ФРАГМЕНТ ТЕКСТА —
----
Каким же способом делается обязательным концептуально-догматическое содержание? Дело в том, что «иконография сочетает в своей структуре специфические визуальные признаки, которые имитируют вовсе не прототипы как таковые, а их концептуализацию в сознании авторитетных лиц, зрителей-участников [богослужения] и в нашем собственном»[725]. А структура этих визуальных концептуализаций (то есть не самих концептов, а порядка их порождения) задается «последовательными актами выбора релевантных отношений к релевантным концептам и отказ от прочих специфических альтернатив»[726]. Этот процесс можно представить в виде дерева, где ответвления образуются новыми визуальными признаками и новыми концептами, порожденными сочетаниями данных признаков по ходу рассматривания иконографии и ее анализа (тот же самый процесс, вероятно, присутствовал и при ее рождении). Иначе говоря, крайне существенно, что «символическое содержание и способ представления» обязаны проявляться вместе, чтобы произошло узнавание и толкование, которое, повторяем, заложено в структуре самого иконографического изображения. И подобная структура содержит операции выбора, отраженные в ответвлениях того самого «древа»: выбор «фокуса или цели концептуализации», отказ от альтернативы, выбор типологии, локализация, положение, идентификация, «интермедиальная концептуализация», атрибуция. Нетрудно заметить, что описанная структура – это структура ориентации в ритуально-храмовом пространстве, что не случайно: церковное здание есть прежде всего образ, модель функционирующей Церкви, определяющей и состояние, и поведение своих членов, и их сакраментальную и когнитивную активность…
Итак, иконография – это то, что заставляет участвовать не только в обрядах, но и в их понимании. Совершается строгая ритуализация самого познавательного процесса, который оказывается процессом идентификации и ориентировки в готовых контекстах. Задается, подчеркивает Синдинг-Ларсен, «наша аналитическая стратегия», цель которой – реконструкция. И она достигается через учет или «креативной стратегии авторитетных лиц, отвечающих за продукцию», или «концептуализационной стратегии современного зрителя». Начало иконографической аналитики – «концептуальная фокусировка на Боге», выбор Его в качестве цели понимания, конечный предел – «интермедиальная концептуализация, представляющая собой или заложенную, или индивидуально реализованную атрибуцию значения». И опять же осуществление подобной семантической аналитики возможно исключительно через взаимодействие с «базовыми» уровнями и «скалярными признаками» иконографии, отвечающими за ее, собственно говоря, художественно-изобразительный статус. Это есть не что иное, как знакомые нам стилистические параметры («манера»), дополняемые количественными характеристиками, недискретными качествами (колорит), линейно-графическими особенностями, «топологией поверхностей», – всем тем, что задает разнообразные пути и направления «эмоционального истолкования», предполагающего «поэтическую интуицию»[727].
----
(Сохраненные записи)

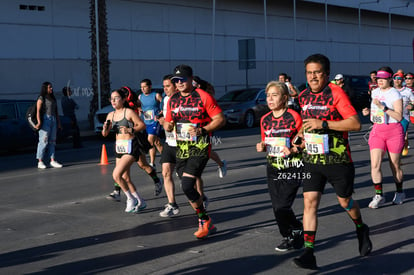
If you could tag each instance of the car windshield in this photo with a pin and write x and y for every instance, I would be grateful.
(239, 95)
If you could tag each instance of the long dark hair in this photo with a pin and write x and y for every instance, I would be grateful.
(44, 93)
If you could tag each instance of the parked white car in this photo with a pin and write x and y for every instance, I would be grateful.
(100, 117)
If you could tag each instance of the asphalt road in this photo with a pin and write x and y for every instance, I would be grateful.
(57, 221)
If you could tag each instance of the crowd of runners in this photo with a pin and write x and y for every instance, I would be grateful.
(308, 127)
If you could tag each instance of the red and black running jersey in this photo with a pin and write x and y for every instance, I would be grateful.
(332, 103)
(197, 109)
(286, 126)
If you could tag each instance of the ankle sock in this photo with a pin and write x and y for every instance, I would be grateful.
(309, 237)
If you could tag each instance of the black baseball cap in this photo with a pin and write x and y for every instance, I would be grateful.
(182, 71)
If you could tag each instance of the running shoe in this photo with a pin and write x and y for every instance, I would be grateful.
(131, 205)
(157, 187)
(306, 260)
(206, 202)
(376, 202)
(223, 169)
(205, 228)
(55, 164)
(141, 207)
(365, 244)
(114, 196)
(285, 245)
(398, 198)
(41, 165)
(169, 211)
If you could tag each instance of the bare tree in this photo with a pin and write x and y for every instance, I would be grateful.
(103, 57)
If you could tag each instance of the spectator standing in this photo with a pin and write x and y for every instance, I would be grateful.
(408, 98)
(372, 84)
(409, 82)
(48, 123)
(387, 135)
(68, 107)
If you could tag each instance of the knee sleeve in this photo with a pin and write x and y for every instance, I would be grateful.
(188, 186)
(350, 205)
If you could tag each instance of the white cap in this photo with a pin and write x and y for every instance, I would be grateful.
(338, 76)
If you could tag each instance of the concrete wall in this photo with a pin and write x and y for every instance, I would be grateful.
(148, 38)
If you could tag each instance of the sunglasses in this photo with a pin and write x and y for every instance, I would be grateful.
(182, 80)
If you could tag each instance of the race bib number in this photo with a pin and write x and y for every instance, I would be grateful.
(149, 115)
(182, 132)
(378, 116)
(276, 145)
(171, 138)
(123, 146)
(316, 144)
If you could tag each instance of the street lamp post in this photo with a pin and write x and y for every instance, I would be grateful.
(390, 29)
(359, 30)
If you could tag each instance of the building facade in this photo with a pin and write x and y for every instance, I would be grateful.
(49, 40)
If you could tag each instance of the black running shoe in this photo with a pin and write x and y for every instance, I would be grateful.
(306, 260)
(365, 244)
(285, 245)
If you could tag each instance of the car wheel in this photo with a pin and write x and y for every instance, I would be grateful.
(249, 119)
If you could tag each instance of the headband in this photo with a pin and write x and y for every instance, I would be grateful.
(383, 74)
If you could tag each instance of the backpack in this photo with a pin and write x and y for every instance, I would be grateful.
(31, 116)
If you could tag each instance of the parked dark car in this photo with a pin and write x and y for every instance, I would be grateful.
(358, 90)
(15, 132)
(244, 107)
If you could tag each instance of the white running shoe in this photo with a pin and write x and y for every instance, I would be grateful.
(398, 198)
(376, 202)
(41, 165)
(140, 206)
(169, 211)
(223, 169)
(55, 164)
(131, 205)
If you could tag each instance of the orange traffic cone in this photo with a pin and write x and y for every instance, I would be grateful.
(104, 156)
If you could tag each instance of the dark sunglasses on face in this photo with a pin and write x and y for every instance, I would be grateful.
(182, 80)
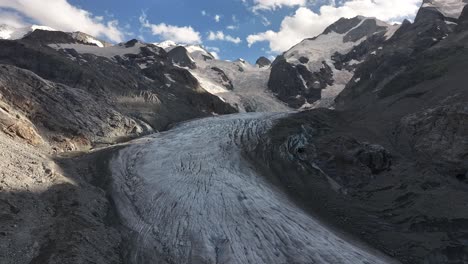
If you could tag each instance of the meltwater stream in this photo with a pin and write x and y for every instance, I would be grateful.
(190, 197)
----
ЗАДАНИЯ —
**a)** Перечислите операции выбора, которые, согласно тексту об иконографии, содержит структура иконографического изображения.
**b)** Продолжите текст об иконографии, начиная сразу после его последнего предложения.

ОТВЕТЫ —
**a)**
- выбор «фокуса или цели концептуализации»
- отказ от альтернативы
- выбор типологии
- локализация
- положение
- идентификация
- «интермедиальная концептуализация»
- атрибуция

**b)**
Но даже если ограничиваться вышеприведенным «древовидным» аналитическим процессом, то все равно существует крайне показательное условие его реализации: восприятие иконографии как своего рода предлога (или предложения) совершить некоторую последовательность интеллектуальных решений доступно исключительно «высокообразованной личности своего времени»[728]. Для менее подготовленных в теории зрителей достаточно будет одной лишь фиксации внимания на отдельных символах, выбор которых обусловлен не «стратегией» самой системы, а привходящими социальными обстоятельствами и окружающей средой.
Но учет такого фактора, как зритель-участник, неизбежен, так как чисто формальная система – только часть и выражение более обширных систем ценностей и поведения (например, Литургии и ее производных). Происходящие в этих системах процессы предполагают личное участие и порождают по этой причине «символические структуры самоидентификации», которые могут включать и элементы иконографии. Даже «средний» участник, фиксируясь на одном из подобных символов или прямо на каком-либо концепте, способен интуитивно усвоить важные свойства самой структуры позади символов. Но делает он это лишь частично, перераспределяя свойства и не замечая порой «чужих» элементов. В любом случае существенно иметь в виду не только то, на что способна «картинка» как таковая, но и то, на что способно сознание и поведение индивидуального «участника».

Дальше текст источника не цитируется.